Work item:
Copy the passage of the story about Henry's mealtimes below, starting with "Following a comprehensive" and going on through "preparation before mealtimes.", and substitute "thorough evaluation" for "comprehensive assessment".

Document text:
════════

Ready and Regulated for Eating: Henry’s Story
For 14 year-old Henry, mealtimes were once a source a stress and anxiety. His very restricted diet meant that he was gaining weight and delays in his oral-motor skills affected his ability to eat foods safely.
Henry’s family wanted to help Henry enjoy meals and increase the amount of food he ate at the dinner table, so they enlisted the support of Henry’s therapy team and the specialist mealtime clinicians at Therapy Focus.
Following a comprehensive assessment, a mealtime management plan was created to provide Henry with the support he needed. Advanced Speech Pathologist, Ophelia Reid explained that a large part of this plan included sensory regulation preparation before mealtimes.
“Henry will listen to his favourite music, swing on his hammock, then spend time with his Mum enjoying Thera-pressure brushing and washing his hands for dinner,” Ophelia said.

════════

[Recorded data]
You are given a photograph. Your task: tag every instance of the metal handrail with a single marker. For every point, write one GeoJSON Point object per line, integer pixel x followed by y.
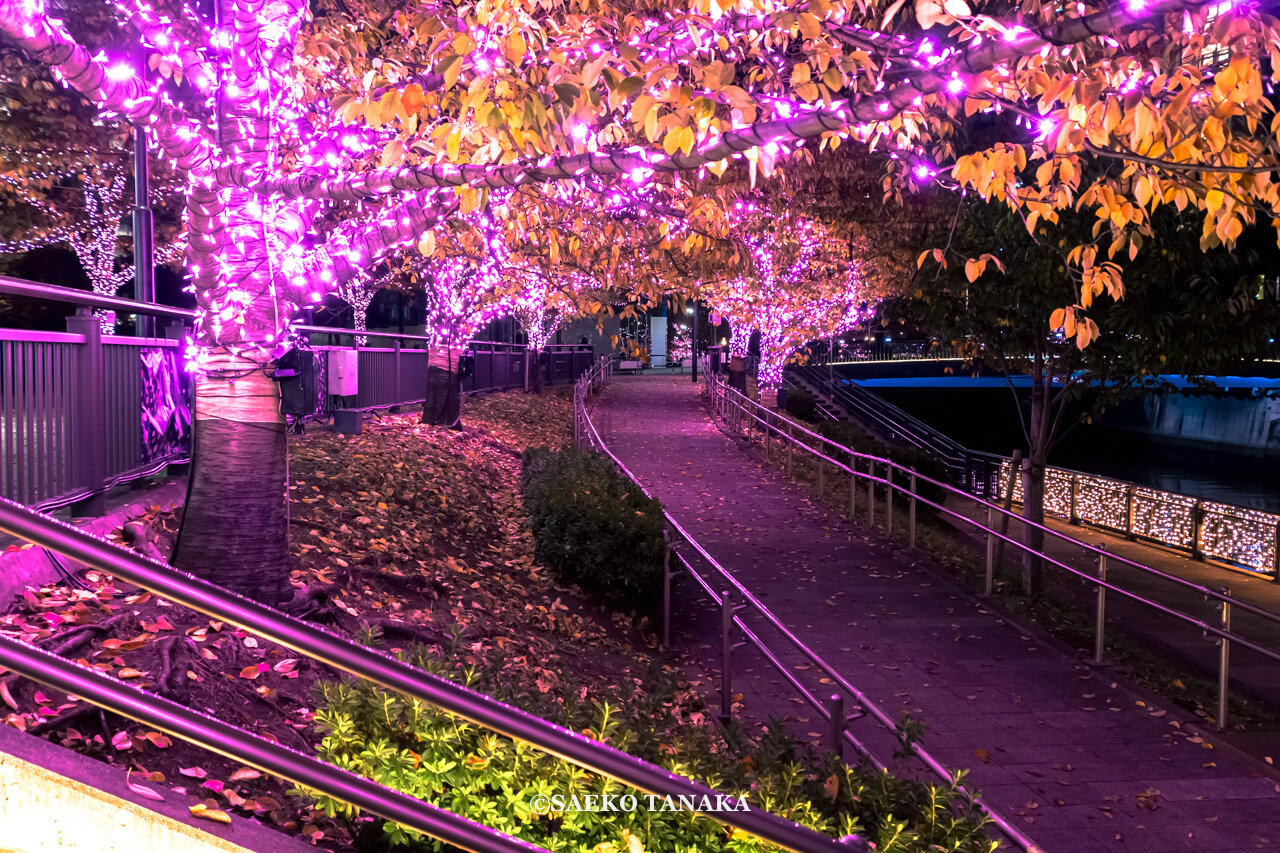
{"type": "Point", "coordinates": [252, 749]}
{"type": "Point", "coordinates": [40, 291]}
{"type": "Point", "coordinates": [389, 673]}
{"type": "Point", "coordinates": [1226, 602]}
{"type": "Point", "coordinates": [586, 430]}
{"type": "Point", "coordinates": [963, 461]}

════════

Response:
Following a thorough evaluation, a mealtime management plan was created to provide Henry with the support he needed. Advanced Speech Pathologist, Ophelia Reid explained that a large part of this plan included sensory regulation preparation before mealtimes.